ТЕКСТ:
---------------
Отчасти в этом было действительно стремление освоить новое, пройти через ту школу, которая, по утверждению Булеза, необходима каждому современному композитору. Но вместе с тем обращение к додекафонии и увлечение Веберном в нашей стране наполнялось особым смыслом, которого никогда не было за рубежом: это стало своего рода музыкальным диссидентством, демонстративной попыткой создавать произведения настолько несоветские, насколько только возможно. Самая несвободная техника оказалась символом внутренней свободы.
Неудивительно, что однажды и этот смысл потерял актуальность.
---------------
ИЗВЛЕЧЁННЫЙ МАТЕРИАЛ:
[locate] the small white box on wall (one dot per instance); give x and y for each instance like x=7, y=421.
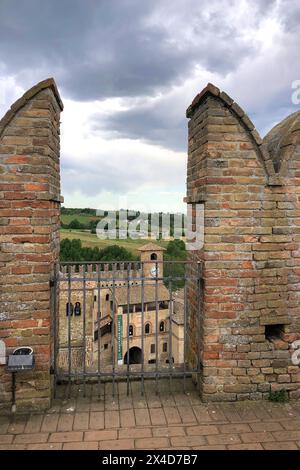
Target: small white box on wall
x=2, y=353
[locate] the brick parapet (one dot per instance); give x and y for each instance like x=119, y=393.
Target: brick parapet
x=29, y=235
x=250, y=253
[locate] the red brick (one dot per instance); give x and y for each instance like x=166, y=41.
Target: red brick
x=104, y=435
x=122, y=444
x=74, y=436
x=152, y=443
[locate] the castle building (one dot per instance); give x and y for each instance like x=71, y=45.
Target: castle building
x=130, y=316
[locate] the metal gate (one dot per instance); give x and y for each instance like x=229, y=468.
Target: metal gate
x=126, y=321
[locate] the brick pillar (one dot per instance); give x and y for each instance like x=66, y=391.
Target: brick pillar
x=29, y=236
x=250, y=189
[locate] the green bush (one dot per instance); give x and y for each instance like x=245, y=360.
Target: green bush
x=279, y=396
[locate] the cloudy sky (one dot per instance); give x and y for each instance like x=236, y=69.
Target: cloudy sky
x=128, y=69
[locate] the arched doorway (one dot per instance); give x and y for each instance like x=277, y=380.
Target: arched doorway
x=135, y=356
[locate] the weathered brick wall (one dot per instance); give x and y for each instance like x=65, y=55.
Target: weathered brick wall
x=29, y=236
x=250, y=189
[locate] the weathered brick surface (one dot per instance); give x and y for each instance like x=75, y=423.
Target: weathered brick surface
x=29, y=235
x=250, y=189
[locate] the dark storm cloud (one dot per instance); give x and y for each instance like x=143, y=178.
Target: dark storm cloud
x=151, y=124
x=106, y=48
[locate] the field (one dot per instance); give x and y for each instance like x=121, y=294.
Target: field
x=91, y=240
x=82, y=218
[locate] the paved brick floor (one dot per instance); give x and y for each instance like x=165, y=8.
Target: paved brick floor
x=156, y=421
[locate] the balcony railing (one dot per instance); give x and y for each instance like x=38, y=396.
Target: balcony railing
x=126, y=321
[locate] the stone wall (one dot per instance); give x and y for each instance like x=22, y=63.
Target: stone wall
x=250, y=189
x=29, y=236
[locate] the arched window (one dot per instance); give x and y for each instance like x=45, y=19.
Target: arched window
x=69, y=309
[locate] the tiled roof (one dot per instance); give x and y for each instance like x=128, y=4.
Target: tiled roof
x=135, y=294
x=151, y=247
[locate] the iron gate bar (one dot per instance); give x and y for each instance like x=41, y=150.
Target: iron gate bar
x=84, y=329
x=170, y=336
x=92, y=271
x=113, y=329
x=98, y=325
x=142, y=329
x=156, y=329
x=128, y=329
x=69, y=326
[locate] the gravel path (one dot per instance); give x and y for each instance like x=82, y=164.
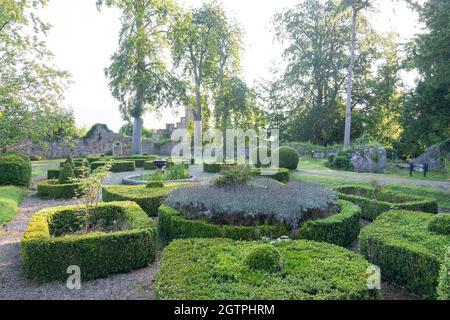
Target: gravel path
x=137, y=285
x=438, y=185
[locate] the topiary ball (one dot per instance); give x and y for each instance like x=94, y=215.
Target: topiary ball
x=155, y=184
x=265, y=257
x=289, y=158
x=67, y=174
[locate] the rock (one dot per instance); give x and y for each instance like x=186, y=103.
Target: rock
x=369, y=160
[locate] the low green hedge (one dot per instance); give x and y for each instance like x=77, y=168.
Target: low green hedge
x=48, y=248
x=212, y=168
x=282, y=174
x=15, y=169
x=52, y=188
x=407, y=253
x=444, y=279
x=219, y=269
x=384, y=201
x=173, y=225
x=340, y=229
x=116, y=165
x=148, y=198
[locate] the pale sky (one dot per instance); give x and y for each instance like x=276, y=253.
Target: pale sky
x=84, y=39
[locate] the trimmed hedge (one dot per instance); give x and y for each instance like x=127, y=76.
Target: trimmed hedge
x=282, y=175
x=52, y=188
x=149, y=199
x=15, y=169
x=385, y=201
x=212, y=168
x=407, y=253
x=289, y=158
x=340, y=229
x=216, y=269
x=47, y=252
x=173, y=225
x=116, y=165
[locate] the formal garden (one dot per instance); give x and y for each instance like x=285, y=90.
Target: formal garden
x=288, y=212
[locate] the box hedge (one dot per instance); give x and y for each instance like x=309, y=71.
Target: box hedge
x=407, y=253
x=53, y=189
x=116, y=165
x=341, y=229
x=48, y=249
x=219, y=269
x=149, y=199
x=15, y=169
x=374, y=203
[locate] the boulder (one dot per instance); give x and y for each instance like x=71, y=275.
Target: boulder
x=369, y=160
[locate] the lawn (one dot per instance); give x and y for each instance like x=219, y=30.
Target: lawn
x=443, y=198
x=10, y=200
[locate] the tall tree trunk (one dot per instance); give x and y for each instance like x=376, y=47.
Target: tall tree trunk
x=137, y=136
x=348, y=114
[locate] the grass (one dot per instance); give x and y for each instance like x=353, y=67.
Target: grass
x=443, y=198
x=10, y=199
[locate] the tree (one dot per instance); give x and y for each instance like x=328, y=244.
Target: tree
x=139, y=75
x=426, y=115
x=31, y=89
x=205, y=45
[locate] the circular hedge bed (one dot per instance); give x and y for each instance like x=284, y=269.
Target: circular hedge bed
x=124, y=239
x=261, y=208
x=52, y=188
x=222, y=269
x=373, y=202
x=149, y=199
x=408, y=253
x=15, y=169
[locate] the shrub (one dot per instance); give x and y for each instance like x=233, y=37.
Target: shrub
x=264, y=258
x=53, y=189
x=340, y=229
x=440, y=224
x=15, y=169
x=444, y=279
x=281, y=175
x=215, y=269
x=289, y=158
x=212, y=168
x=66, y=175
x=48, y=250
x=233, y=175
x=408, y=254
x=148, y=198
x=374, y=203
x=117, y=165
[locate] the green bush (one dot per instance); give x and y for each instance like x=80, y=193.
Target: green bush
x=216, y=269
x=15, y=169
x=374, y=203
x=116, y=166
x=46, y=256
x=444, y=279
x=56, y=190
x=340, y=229
x=407, y=253
x=281, y=175
x=148, y=198
x=66, y=175
x=212, y=168
x=173, y=225
x=440, y=224
x=289, y=158
x=265, y=258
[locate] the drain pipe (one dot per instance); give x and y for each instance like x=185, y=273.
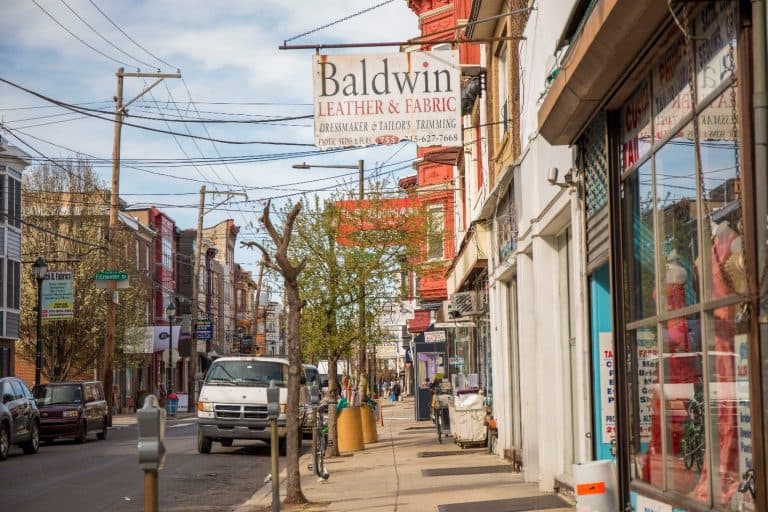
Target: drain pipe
x=760, y=118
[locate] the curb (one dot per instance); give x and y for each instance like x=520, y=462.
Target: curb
x=262, y=497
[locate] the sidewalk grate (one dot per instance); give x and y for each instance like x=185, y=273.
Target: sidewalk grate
x=548, y=501
x=468, y=470
x=451, y=452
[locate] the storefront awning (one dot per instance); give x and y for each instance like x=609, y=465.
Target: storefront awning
x=420, y=321
x=611, y=39
x=472, y=255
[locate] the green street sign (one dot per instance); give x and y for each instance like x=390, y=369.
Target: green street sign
x=111, y=275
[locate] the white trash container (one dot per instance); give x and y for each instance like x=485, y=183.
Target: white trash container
x=468, y=423
x=595, y=486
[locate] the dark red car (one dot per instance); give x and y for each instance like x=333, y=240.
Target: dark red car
x=71, y=409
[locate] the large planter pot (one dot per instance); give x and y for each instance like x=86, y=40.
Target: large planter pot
x=369, y=425
x=350, y=430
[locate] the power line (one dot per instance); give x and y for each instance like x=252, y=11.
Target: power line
x=130, y=38
x=113, y=45
x=156, y=130
x=78, y=38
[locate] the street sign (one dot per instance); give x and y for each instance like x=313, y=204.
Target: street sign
x=57, y=299
x=110, y=275
x=434, y=336
x=204, y=330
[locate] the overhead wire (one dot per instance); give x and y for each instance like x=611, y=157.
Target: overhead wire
x=148, y=128
x=130, y=38
x=78, y=37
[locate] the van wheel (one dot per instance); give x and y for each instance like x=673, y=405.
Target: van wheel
x=103, y=434
x=83, y=433
x=203, y=443
x=5, y=441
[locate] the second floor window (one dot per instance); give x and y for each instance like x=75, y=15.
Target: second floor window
x=435, y=233
x=502, y=79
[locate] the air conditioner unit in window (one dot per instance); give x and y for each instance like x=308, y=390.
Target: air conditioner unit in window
x=466, y=303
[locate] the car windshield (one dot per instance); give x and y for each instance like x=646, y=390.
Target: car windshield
x=52, y=395
x=247, y=373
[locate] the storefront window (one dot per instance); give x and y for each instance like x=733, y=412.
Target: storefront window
x=640, y=264
x=671, y=94
x=646, y=442
x=683, y=418
x=682, y=211
x=677, y=207
x=635, y=126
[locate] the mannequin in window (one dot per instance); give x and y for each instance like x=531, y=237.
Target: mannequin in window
x=728, y=277
x=678, y=334
x=679, y=368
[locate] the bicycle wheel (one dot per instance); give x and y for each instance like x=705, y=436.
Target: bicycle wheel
x=322, y=445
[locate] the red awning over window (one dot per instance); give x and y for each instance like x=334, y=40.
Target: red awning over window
x=420, y=322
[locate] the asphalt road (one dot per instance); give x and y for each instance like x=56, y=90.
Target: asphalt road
x=105, y=475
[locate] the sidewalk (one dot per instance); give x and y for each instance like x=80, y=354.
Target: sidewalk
x=393, y=476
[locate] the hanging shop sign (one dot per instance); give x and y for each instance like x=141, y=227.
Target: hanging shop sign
x=434, y=336
x=57, y=299
x=360, y=100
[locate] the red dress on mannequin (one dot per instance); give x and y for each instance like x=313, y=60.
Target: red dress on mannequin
x=723, y=362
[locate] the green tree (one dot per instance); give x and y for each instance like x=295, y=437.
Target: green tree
x=65, y=216
x=351, y=247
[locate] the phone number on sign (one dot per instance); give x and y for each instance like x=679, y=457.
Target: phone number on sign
x=433, y=138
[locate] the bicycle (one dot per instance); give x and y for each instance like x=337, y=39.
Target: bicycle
x=440, y=414
x=320, y=441
x=692, y=442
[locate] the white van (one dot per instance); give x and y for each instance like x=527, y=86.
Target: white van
x=233, y=401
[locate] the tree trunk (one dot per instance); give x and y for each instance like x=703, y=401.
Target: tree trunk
x=293, y=481
x=333, y=391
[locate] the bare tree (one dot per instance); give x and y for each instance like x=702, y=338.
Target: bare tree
x=281, y=263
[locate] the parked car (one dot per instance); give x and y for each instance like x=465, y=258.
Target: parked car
x=72, y=409
x=19, y=417
x=233, y=401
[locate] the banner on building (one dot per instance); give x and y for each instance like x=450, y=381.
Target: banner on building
x=360, y=100
x=146, y=340
x=377, y=221
x=57, y=299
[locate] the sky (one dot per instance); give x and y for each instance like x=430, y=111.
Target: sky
x=227, y=53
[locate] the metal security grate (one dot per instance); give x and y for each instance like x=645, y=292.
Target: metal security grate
x=594, y=162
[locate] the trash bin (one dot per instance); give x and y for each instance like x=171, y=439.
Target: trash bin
x=468, y=419
x=172, y=404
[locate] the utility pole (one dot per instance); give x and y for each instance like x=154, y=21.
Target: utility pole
x=258, y=303
x=195, y=306
x=114, y=203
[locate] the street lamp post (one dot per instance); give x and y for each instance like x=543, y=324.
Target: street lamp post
x=361, y=195
x=170, y=312
x=40, y=268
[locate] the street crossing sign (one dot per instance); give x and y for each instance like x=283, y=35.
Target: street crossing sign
x=110, y=275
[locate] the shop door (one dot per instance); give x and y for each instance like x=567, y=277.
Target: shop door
x=604, y=410
x=567, y=347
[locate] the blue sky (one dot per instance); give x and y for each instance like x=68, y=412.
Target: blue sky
x=227, y=52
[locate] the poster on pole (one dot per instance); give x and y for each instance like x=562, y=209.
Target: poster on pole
x=57, y=300
x=361, y=100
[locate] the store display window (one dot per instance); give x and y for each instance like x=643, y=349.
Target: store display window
x=685, y=279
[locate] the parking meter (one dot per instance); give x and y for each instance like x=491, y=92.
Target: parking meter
x=273, y=401
x=151, y=422
x=314, y=394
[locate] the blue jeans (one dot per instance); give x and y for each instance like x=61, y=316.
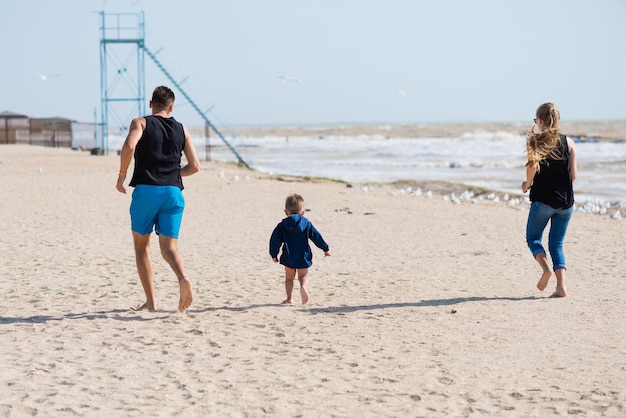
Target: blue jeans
x=538, y=218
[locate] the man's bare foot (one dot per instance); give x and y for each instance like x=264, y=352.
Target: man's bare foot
x=186, y=296
x=543, y=281
x=142, y=307
x=304, y=295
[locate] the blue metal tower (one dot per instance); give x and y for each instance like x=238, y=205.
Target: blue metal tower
x=122, y=81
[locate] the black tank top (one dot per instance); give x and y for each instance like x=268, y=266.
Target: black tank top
x=552, y=185
x=158, y=153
---------------
ОПИСАНИЕ ЗАДАНИЯ: Перепишите целиком текст о додекафонии и увлечении Веберном, не меняя в нем ни слова и ни одного знака препинания.

ОТВЕТ НА ЗАДАНИЕ:
Отчасти в этом было действительно стремление освоить новое, пройти через ту школу, которая, по утверждению Булеза, необходима каждому современному композитору. Но вместе с тем обращение к додекафонии и увлечение Веберном в нашей стране наполнялось особым смыслом, которого никогда не было за рубежом: это стало своего рода музыкальным диссидентством, демонстративной попыткой создавать произведения настолько несоветские, насколько только возможно. Самая несвободная техника оказалась символом внутренней свободы.
Неудивительно, что однажды и этот смысл потерял актуальность.